§ Short problem
Please return each line of the listing below word for word, changing nothing and leaving nothing out.

§ Source data
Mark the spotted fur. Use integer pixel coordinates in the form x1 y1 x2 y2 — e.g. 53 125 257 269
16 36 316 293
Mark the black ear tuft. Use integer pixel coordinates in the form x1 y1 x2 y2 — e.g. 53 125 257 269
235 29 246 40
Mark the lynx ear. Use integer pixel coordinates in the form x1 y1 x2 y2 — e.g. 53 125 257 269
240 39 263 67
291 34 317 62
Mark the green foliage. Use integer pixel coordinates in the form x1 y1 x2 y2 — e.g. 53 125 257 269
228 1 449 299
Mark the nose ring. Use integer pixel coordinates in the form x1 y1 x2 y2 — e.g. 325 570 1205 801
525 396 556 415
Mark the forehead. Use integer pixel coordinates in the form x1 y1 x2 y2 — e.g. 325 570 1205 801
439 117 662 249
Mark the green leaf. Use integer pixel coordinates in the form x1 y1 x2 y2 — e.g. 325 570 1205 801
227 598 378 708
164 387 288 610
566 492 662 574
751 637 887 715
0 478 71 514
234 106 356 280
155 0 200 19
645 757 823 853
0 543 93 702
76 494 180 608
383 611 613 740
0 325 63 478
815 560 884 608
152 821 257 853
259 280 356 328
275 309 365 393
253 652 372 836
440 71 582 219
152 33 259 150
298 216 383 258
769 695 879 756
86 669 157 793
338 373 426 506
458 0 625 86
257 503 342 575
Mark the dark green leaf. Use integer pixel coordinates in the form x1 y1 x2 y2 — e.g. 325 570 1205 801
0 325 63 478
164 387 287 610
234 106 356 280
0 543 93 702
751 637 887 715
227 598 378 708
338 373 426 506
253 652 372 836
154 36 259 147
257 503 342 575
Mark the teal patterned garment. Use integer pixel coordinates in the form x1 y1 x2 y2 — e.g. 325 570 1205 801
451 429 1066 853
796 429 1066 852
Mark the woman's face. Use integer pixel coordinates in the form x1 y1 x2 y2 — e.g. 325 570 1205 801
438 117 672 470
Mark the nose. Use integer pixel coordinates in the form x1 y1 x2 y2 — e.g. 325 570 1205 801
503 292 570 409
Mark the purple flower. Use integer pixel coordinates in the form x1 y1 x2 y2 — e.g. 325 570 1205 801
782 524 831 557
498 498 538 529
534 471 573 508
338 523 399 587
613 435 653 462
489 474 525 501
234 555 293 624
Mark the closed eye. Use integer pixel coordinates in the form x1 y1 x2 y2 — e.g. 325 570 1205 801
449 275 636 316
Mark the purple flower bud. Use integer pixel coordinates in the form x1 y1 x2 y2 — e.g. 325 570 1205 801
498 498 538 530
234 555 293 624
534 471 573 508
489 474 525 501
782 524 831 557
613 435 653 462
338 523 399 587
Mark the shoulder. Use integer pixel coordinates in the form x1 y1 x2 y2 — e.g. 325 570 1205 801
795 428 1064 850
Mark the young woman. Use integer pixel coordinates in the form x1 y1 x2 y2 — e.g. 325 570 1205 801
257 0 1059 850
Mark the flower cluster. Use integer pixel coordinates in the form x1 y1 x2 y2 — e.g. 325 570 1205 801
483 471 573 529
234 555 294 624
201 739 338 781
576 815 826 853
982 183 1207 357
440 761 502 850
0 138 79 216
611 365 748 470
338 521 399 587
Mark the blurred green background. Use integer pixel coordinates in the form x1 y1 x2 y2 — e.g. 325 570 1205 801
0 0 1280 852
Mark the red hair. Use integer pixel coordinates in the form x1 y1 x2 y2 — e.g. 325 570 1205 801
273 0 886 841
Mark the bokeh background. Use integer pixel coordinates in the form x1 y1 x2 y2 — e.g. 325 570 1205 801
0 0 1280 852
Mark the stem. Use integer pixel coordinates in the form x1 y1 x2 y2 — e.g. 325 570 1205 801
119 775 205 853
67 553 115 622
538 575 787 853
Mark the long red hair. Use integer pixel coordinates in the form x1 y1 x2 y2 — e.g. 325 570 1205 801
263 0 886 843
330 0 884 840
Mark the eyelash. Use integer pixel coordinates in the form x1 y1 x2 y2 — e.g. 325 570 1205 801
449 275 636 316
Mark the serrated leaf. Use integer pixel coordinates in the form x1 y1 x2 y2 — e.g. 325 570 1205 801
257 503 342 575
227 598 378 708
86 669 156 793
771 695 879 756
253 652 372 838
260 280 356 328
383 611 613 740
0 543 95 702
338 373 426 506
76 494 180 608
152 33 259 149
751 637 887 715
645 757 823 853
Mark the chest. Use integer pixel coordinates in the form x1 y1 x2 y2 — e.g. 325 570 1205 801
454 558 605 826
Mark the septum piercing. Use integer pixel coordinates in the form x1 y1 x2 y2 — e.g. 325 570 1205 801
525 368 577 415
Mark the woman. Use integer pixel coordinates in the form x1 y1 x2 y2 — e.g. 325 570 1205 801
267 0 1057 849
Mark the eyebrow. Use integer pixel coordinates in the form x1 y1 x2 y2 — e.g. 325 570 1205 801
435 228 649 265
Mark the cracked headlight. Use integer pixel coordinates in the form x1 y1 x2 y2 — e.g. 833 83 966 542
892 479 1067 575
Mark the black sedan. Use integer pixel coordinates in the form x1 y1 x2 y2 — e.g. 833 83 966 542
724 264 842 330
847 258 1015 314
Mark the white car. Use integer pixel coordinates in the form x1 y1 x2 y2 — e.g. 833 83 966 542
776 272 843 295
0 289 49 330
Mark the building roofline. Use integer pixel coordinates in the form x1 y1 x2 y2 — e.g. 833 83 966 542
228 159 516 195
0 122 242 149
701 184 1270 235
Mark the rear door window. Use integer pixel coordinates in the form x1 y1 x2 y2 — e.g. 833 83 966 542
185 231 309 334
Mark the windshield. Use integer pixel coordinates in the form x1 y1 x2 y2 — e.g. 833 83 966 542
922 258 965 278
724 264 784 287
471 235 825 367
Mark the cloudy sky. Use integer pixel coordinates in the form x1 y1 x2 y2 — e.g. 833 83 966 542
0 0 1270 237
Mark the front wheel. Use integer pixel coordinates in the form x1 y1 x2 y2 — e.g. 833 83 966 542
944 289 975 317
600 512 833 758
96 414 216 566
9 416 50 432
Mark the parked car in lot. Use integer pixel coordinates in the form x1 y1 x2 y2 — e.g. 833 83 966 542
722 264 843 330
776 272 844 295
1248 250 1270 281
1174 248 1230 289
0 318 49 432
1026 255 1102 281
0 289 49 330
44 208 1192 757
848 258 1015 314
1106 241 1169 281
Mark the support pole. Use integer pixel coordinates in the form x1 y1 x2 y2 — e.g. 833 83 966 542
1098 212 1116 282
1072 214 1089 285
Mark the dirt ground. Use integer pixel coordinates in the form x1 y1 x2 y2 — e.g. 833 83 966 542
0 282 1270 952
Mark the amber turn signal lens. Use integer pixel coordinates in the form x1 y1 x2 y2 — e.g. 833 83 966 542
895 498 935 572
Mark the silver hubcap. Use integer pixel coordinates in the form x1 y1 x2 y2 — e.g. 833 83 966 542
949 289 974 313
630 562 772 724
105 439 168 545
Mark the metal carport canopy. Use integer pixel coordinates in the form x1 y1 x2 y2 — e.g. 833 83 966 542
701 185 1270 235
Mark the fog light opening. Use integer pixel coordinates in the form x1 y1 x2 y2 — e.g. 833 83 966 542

§ The output
Mark the spotted fur. Use integer pixel coordinates in the form x1 y1 x2 y2 — e.g. 53 125 257 269
16 36 316 293
Mark the black ear tuft. Use integer pixel coordinates in the form x1 y1 x2 y2 — e.g. 53 125 257 269
235 29 246 40
Mark the lynx ear. Use integer pixel coordinates in the form x1 y1 x2 y2 — e.g. 53 125 257 269
240 39 263 67
291 34 317 62
Mark the green foliage. Use integer pixel coordinates in the form x1 y1 x2 y2 — e.g. 53 125 257 269
228 1 449 299
Mark the nose ring. Use integer pixel coordinates in the form x1 y1 x2 y2 — e.g. 325 570 1205 801
525 396 556 415
Mark the forehead. Use integer pixel coordinates in the form x1 y1 x2 y2 — e.g. 325 570 1205 801
439 117 662 249
Mark the green leaf. Use integer pixel coordinates in the form x1 y1 x2 y2 — e.g. 325 570 1205 801
227 598 378 708
164 387 288 610
566 492 662 574
751 637 887 715
0 478 71 514
234 106 356 280
155 0 200 19
645 757 823 853
0 543 93 702
76 494 180 608
383 611 613 740
0 325 63 478
815 560 884 608
152 821 257 853
259 280 356 328
275 309 365 393
253 652 372 836
440 71 582 219
152 33 259 150
298 216 383 258
769 695 879 756
86 669 157 793
338 373 426 506
458 0 625 86
257 503 342 575
Mark the dark green leaf. Use integer pixel coordinates in the form x1 y1 x2 y2 — e.g. 325 570 1205 801
0 325 63 478
164 387 287 610
234 106 356 280
0 543 93 702
751 637 887 715
227 598 378 708
338 373 426 506
253 652 372 836
154 36 259 147
257 503 342 575
Mark the teal patterned garment. Use integer pixel coordinates in the form x1 y1 x2 y2 — e.g. 325 570 1205 801
451 429 1066 853
796 429 1066 852
Mark the woman's face. Use integer pixel coordinates in the form x1 y1 x2 y2 — e.g. 325 570 1205 801
438 117 672 470
Mark the nose. Use integer pixel coordinates in the form x1 y1 x2 y2 — e.g. 325 570 1205 801
503 292 570 409
Mark the purple flower. Use integer pixel coordinates in the form x1 y1 x2 y2 — e.g. 325 570 1205 801
782 524 831 557
498 498 538 529
534 471 573 508
338 523 399 587
613 435 653 462
489 474 525 501
234 555 293 624
Mark the closed eye. Use integer pixel coordinates in the form x1 y1 x2 y2 — e.g. 325 570 1205 801
449 275 636 316
Mark the purple flower bud. Use integer pixel coordinates in the form x1 y1 x2 y2 — e.g. 325 570 1205 801
498 498 538 530
234 555 293 624
534 471 573 508
489 474 525 501
782 524 831 557
613 435 653 462
338 523 399 587
Mark the shoulder. Use integer pixel coordinates in the form x1 y1 x2 y2 — e.g. 325 570 1205 801
795 428 1064 850
Mark the young woman. Use integer pixel coordinates in the form x1 y1 x2 y2 — e.g. 325 570 1205 801
257 0 1059 850
Mark the flower cluster. Use integer pixel coordinates in the form x1 y1 x2 y2 — e.g. 325 570 1205 801
483 471 573 529
234 555 294 624
201 739 338 781
576 815 826 853
982 183 1207 357
440 761 502 850
0 138 79 216
611 365 748 470
338 521 399 587
Mark the blurred green background. Use integer pixel coordinates in the form x1 y1 x2 y2 — e.g. 325 570 1205 801
0 0 1280 852
Mark the red hair. Use integer pixel coordinates in the form x1 y1 x2 y2 — e.g. 325 570 1205 801
273 0 886 841
Mark the bokeh background. Use integer pixel coordinates in the form x1 y1 x2 y2 — e.g. 325 570 1205 801
0 0 1280 852
Mark the stem. Use integer pixel coordinates in the form x1 y1 x2 y2 — e.g. 325 570 1205 801
119 775 205 853
67 553 115 622
538 575 787 853
Mark the long red hair. Use integer pixel coordinates in the form x1 y1 x2 y2 — e.g. 325 570 1205 801
263 0 886 843
330 0 884 840
Mark the eyelash. Use integer pixel coordinates in the form x1 y1 x2 y2 — e.g. 325 570 1205 801
449 275 636 316
Mark the serrated leaf. Use integer pixel coordinates in the form x1 y1 x2 y2 — e.g. 325 570 1205 801
257 503 342 575
227 598 378 708
86 669 156 793
771 695 879 756
253 652 372 838
260 280 356 328
383 611 613 740
0 543 95 702
338 373 426 506
76 494 180 608
152 33 259 149
751 637 887 715
645 757 823 853
Mark the chest. Use integer pixel coordinates in the form x1 y1 x2 y2 — e.g. 325 570 1205 801
454 558 605 826
Mark the septum piercing. Use integer pixel coordinates in the form x1 y1 x2 y2 — e.g. 325 570 1205 801
525 368 577 415
Mark the woman. Use integer pixel coordinates in the form x1 y1 x2 y2 — e.g. 325 570 1205 801
267 0 1057 849
Mark the eyebrow. Use integer pixel coordinates in the form x1 y1 x2 y2 — e.g. 325 570 1205 801
435 228 649 265
Mark the cracked headlight. Use integer pixel coordinates in the form x1 y1 x2 y2 — e.g. 833 83 966 542
892 479 1067 575
Mark the black sedan. Use integer pixel coordinates in the form x1 y1 x2 y2 — e.g. 833 83 966 542
724 264 842 330
847 258 1015 314
Mark the white car. Use integer pixel coordinates in the form x1 y1 x2 y2 — e.g. 833 83 966 542
776 272 843 295
0 289 49 330
Mark the building roofline. Use integer pixel coordinates in the form x1 y1 x2 y2 — e.g. 833 83 966 542
228 159 516 195
0 122 242 149
701 184 1270 235
Mark the rear door window. Use integer pixel coordinates in the form x1 y1 x2 y2 — e.g. 833 83 966 542
185 231 309 334
Mark the windshield. Use integer pixel coordinates in the form x1 y1 x2 y2 — e.g. 833 83 966 542
922 258 965 278
724 264 784 287
471 235 825 367
Mark the cloudy sky. Use integer pixel coordinates in the form x1 y1 x2 y2 — e.g. 833 83 966 542
0 0 1270 237
Mark the front wheel. Use integer pixel coordinates in the form x1 y1 x2 y2 — e.g. 833 83 966 542
944 289 975 317
600 512 833 758
96 414 216 566
9 416 50 432
Mark the parked car in lot. Use integer pixel coordinates in the form x1 y1 x2 y2 — e.g. 833 83 966 542
722 264 843 330
776 272 844 295
1248 250 1270 281
1174 248 1230 289
0 318 49 432
1026 255 1102 281
0 289 49 330
44 208 1192 757
848 258 1015 314
1106 241 1169 281
Mark the support pole. Use integer pixel coordinates in the form x1 y1 x2 y2 — e.g. 833 83 966 542
1098 212 1116 282
1072 214 1089 285
Mark the dirt ground. Use integer pixel coordinates in the form x1 y1 x2 y2 — e.g. 833 83 966 542
0 282 1270 952
Mark the amber turn signal lens. Use integer pixel coordinates in the form x1 y1 x2 y2 — e.g. 833 83 966 542
895 498 935 572
Mark the silver hubcap. Use integer pixel coordinates in the form x1 y1 x2 y2 — e.g. 833 83 966 542
949 289 974 313
630 562 772 724
105 439 168 545
Mark the metal carport canopy. Use integer pixel coordinates in the form x1 y1 x2 y2 — e.g. 833 83 966 542
701 185 1270 235
Mark the fog light opening. Use integer pixel coordinates in the form x1 y1 x2 y2 — e.g. 833 83 966 542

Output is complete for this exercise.